Task to complete. List every person named in the film review below, giving each name in full as the review first gives it.

Document segment.

*** Block opens ***

Film Review: Being a Human Person

★★★★☆

Charting the production of Roy Andersson’s latest and possibly final film, About Endlessness, documentarian Fred Scott explores in his first feature the career of one of Sweden’s most beloved and singular filmmakers. The result is an affectionate and often enchanting tribute that is as in thrall to the affable Andersson as it is compelled to reveal his darker sides.

“Art is important because it deals with the endlessness”, the Swedish director muses on the set of About Endless – aptly titled – though Andersson doesn’t think so much of it, preferring the word ‘inexhaustibility’ but for its heaviness. Nevertheless, About Endlessness met with universal acclaim on its release, and for good reason, too, wrestling with profound questions of existence in Andersson’s typically optimistic, satiric style.

Being a Human Person takes its cue from that sense of optimism and finding the profound in the mundane, if not Andersson’s signature tableau aesthetic. The opening credits, consisting of richly-lit, shallow focus close-ups of set-building set the tone for the esteem in which the film holds Andersson, while revealing its focus on his peculiar sense of craft. Intertitles explain his meticulous method of building and pulling down each set in his small independent studio in Stockholm, each taking about a month to create, shoot and destroy.

It’s a truly old-fashioned method of filmmaking – magical, even – a direct inheritor of the tradition of George Méliès. But where Méliès sent his characters on grand voyages to fantastical places, Andersson’s films have always found the epic, the wonderful and the terrible in the mundane qualities of everyday life. Scott teases out Andersson’s vision of cinema through a canny combination of talking heads interviews, vérité-style shooting and footage of archival footage and Andersson’s own filmography.

Much of Scott’s film focuses on Andersson’s drinking and the problems it continues to cause the production of About Endlessness. While the 75 year-old comes to terms with his decades-long use of alcohol as a routine medication, his production team grow increasingly exasperated at his erratic, unpredictable whims. More than a year after the film’s premiere at the Venice Film Festival, in retrospect it seems all but inevitable that the film would be a critical success, so it’s to Scott’s credit that Being a Human Person is able to draw out just how perilous the production was.

Perhaps Being A Human Person’s most exciting quality is in the way it uncovers Andersson’s unity of vision – revealing the man whom, without contradiction, can chuckle at keeping a pair of binoculars at his window to keep an eye on the local café’s menu, but also depict the most extreme horrors of the Holocaust with unblinking banality. Just as Andersson reveals profound truths about human existence in miniature, so does Being A Human Person discover something of Andersson’s whole in revealing him, synecdoche-like, in part.

*** Block closes ***

(Collected data)

*** Block opens ***

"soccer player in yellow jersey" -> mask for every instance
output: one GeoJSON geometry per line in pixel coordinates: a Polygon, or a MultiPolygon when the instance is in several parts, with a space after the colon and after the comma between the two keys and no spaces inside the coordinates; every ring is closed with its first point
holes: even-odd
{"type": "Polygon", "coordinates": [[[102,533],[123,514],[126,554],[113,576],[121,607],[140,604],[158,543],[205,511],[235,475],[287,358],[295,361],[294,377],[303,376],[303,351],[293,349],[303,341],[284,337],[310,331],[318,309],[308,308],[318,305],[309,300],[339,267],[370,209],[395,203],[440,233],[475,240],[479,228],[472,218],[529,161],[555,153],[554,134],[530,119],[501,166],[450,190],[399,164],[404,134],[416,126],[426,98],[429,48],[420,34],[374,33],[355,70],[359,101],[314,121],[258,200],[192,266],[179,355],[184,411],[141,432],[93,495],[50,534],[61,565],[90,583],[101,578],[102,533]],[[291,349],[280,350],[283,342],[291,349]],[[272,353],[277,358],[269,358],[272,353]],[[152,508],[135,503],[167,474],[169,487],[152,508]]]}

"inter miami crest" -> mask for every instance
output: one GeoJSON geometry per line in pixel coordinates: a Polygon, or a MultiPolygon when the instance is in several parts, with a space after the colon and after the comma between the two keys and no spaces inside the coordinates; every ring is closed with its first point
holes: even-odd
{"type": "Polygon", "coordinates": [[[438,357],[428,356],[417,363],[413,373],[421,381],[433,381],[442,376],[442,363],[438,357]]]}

*** Block closes ***

Written answer. Roy Andersson, Fred Scott, George Méliès